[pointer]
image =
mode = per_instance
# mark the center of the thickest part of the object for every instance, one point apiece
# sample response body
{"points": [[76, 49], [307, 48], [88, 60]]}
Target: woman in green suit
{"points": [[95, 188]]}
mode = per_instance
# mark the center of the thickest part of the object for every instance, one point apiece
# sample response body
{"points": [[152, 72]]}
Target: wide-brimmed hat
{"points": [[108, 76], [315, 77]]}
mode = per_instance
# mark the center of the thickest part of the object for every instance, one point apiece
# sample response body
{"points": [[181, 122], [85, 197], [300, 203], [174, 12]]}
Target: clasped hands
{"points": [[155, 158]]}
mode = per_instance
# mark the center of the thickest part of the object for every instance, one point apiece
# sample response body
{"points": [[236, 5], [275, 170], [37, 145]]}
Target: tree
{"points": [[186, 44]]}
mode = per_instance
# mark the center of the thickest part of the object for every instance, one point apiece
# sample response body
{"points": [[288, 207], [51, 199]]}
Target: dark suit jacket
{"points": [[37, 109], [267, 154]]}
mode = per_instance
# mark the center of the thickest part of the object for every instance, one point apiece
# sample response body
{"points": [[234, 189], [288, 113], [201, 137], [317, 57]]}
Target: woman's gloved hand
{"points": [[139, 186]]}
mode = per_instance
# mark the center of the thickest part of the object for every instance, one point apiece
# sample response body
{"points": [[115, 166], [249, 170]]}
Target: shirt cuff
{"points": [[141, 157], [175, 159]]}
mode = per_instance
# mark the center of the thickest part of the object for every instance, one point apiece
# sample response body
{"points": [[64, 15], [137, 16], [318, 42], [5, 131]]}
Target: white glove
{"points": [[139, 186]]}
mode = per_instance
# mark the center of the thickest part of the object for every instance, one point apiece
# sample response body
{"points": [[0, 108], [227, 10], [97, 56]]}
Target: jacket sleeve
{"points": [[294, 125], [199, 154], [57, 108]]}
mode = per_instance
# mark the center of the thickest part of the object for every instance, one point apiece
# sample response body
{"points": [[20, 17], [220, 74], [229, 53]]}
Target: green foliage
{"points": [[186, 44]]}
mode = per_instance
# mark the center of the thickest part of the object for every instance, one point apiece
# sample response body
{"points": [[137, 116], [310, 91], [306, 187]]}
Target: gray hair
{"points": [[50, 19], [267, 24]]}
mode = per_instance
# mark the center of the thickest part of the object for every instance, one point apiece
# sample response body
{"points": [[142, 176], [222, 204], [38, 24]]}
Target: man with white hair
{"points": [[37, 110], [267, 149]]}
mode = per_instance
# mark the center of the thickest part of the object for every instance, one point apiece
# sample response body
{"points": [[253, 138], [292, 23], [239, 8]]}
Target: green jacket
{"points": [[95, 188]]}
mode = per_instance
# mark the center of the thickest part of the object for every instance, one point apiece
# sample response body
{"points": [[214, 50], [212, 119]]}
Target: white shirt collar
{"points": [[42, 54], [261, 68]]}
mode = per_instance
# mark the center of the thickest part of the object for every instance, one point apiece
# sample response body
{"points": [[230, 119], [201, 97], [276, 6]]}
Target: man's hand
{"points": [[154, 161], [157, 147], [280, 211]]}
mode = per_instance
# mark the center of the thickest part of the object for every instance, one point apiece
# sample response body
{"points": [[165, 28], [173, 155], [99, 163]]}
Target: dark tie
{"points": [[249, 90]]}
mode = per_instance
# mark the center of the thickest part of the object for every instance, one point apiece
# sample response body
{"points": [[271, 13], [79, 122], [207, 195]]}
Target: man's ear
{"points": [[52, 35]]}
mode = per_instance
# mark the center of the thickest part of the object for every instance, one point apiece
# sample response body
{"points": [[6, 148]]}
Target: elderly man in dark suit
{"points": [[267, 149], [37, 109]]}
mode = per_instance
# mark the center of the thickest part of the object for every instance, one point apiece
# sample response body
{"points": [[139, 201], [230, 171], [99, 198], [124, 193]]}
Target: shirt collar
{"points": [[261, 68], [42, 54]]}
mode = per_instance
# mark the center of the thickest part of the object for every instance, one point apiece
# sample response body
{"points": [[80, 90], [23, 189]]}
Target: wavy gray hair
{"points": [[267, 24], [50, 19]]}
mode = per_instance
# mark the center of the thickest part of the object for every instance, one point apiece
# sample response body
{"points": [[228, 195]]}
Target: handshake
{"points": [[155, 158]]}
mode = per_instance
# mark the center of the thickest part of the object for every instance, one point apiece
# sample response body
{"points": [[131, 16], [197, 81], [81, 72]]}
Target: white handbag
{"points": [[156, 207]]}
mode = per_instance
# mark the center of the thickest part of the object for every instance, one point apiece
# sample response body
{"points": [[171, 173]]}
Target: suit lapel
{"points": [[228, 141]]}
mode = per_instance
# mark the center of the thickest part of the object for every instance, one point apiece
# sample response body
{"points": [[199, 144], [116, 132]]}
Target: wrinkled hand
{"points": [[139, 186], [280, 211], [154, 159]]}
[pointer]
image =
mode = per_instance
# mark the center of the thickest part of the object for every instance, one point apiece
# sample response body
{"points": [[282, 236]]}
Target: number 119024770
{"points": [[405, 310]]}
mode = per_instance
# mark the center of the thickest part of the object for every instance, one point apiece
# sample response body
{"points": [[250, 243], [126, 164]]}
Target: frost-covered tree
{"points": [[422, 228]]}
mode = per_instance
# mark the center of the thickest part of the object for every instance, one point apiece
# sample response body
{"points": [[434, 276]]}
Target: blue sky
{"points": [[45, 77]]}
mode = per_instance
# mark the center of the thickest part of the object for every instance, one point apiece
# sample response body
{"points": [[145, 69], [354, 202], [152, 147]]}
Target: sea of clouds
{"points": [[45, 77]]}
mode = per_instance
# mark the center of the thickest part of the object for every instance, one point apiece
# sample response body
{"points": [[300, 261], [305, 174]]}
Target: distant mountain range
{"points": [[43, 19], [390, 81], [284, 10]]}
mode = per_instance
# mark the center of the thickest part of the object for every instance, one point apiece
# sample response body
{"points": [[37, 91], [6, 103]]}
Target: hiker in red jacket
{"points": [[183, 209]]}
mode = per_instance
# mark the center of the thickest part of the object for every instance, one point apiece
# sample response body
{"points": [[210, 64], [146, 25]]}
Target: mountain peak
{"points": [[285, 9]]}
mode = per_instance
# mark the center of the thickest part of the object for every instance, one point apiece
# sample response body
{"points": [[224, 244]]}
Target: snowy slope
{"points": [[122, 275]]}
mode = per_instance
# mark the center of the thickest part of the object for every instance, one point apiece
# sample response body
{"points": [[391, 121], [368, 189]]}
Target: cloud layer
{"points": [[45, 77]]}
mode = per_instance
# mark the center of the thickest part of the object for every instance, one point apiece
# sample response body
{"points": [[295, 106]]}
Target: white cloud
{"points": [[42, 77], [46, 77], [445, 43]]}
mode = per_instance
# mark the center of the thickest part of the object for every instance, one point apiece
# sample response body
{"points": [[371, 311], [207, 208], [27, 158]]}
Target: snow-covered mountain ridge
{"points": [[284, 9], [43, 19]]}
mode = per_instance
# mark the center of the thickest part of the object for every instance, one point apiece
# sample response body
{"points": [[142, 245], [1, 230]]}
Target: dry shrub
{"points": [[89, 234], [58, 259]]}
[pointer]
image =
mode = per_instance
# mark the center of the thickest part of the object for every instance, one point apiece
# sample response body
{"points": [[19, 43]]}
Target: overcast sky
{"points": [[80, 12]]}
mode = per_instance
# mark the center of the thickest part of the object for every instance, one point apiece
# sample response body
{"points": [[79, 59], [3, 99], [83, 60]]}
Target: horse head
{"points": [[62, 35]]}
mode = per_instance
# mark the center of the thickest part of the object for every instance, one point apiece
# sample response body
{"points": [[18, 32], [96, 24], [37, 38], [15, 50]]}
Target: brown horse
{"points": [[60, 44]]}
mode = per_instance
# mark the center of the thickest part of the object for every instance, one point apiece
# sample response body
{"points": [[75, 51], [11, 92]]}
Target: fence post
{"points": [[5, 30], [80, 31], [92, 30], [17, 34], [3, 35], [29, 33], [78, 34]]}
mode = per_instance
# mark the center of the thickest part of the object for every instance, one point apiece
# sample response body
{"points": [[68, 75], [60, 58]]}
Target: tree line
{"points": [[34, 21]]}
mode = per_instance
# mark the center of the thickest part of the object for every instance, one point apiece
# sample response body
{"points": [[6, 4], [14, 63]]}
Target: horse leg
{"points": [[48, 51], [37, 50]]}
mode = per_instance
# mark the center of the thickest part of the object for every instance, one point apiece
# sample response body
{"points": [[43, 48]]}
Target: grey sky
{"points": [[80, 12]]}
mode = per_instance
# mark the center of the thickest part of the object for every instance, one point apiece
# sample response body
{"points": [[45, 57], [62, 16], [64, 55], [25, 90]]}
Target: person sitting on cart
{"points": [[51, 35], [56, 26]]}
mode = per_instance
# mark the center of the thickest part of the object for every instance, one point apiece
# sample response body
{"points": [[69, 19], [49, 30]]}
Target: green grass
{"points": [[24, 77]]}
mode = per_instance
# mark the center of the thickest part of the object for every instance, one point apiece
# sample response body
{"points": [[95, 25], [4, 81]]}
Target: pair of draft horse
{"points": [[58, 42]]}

### Work required
Collect each line above that contains the word "dark" and copy those lines.

### Exercise response
Target: dark suit jacket
Target: dark tie
Target: elderly man in dark suit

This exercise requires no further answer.